ここでは、ビジネスシーンで使われる市場調査レポートの鉄板とも言える基本構成を紹介します。



同じ情報でも、伝え方で印象が大きく変わりますよ。
エグゼクティブサマリー(結論の要約)
忙しい上司や役員は、分厚いレポートを最初から最後まで読んでくれるとは限りません。そのため、レポートの1ページ目(あるいは表紙の次)に、「この調査で何がわかったのか」「結論として何をすべきか」という要約を簡潔に記載します。
ここだけ読んでも全体像が掴めるようにまとめるのがコツです。
調査概要(目的、対象、手法など)
次に、この調査が「いつ・誰が・何を目的として・誰に対して・どうやって行ったか」という基本情報を明記します。調査の背景や前提条件を共有することで、読み手は「ふむふむ、こういう前提の調査結果なのだな」と安心して読み進めることができます。

- [練習課題 1]
出典文書で、調査概要に明記する基本情報として挙げられている項目をすべて書き出してください。
- [練習課題 2]
出典文書のうち、「ここだけ読んでも全体像が掴めるようにまとめるのがコツです。」を含む語句から始めて「て読み進めることができます。」の後で終わる部分を、一字も変えずに書き写してください。

- [データ一覧]
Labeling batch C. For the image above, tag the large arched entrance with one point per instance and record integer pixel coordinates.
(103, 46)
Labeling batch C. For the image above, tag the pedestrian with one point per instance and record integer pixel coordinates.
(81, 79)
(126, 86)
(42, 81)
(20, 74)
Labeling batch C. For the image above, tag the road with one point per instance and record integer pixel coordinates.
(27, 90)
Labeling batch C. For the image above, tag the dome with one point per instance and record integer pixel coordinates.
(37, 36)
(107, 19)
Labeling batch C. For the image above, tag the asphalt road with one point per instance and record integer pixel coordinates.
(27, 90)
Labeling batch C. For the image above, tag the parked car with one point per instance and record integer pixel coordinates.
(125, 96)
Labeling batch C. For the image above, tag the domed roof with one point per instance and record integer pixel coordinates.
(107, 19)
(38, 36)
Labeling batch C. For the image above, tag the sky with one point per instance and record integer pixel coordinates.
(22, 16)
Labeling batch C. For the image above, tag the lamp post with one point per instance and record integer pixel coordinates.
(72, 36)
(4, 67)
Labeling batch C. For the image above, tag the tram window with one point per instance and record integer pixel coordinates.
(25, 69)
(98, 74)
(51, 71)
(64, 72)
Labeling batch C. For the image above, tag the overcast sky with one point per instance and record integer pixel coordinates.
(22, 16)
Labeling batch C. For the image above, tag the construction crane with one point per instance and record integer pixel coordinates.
--
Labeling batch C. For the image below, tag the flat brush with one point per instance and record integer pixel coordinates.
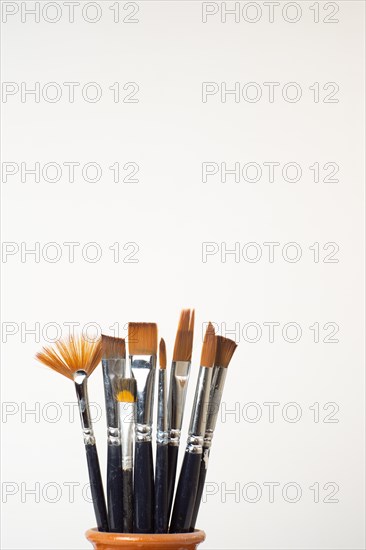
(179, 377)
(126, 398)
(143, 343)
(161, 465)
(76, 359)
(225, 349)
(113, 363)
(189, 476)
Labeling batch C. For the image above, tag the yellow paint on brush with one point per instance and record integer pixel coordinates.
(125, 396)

- [解答 1]
いつ
誰が
何を目的として
誰に対して
どうやって

- [解答 2]
ここだけ読んでも全体像が掴めるようにまとめるのがコツです。
調査概要(目的、対象、手法など)
次に、この調査が「いつ・誰が・何を目的として・誰に対して・どうやって行ったか」という基本情報を明記します。調査の背景や前提条件を共有することで、読み手は「ふむふむ、こういう前提の調査結果なのだな」と安心して読み進めることができます。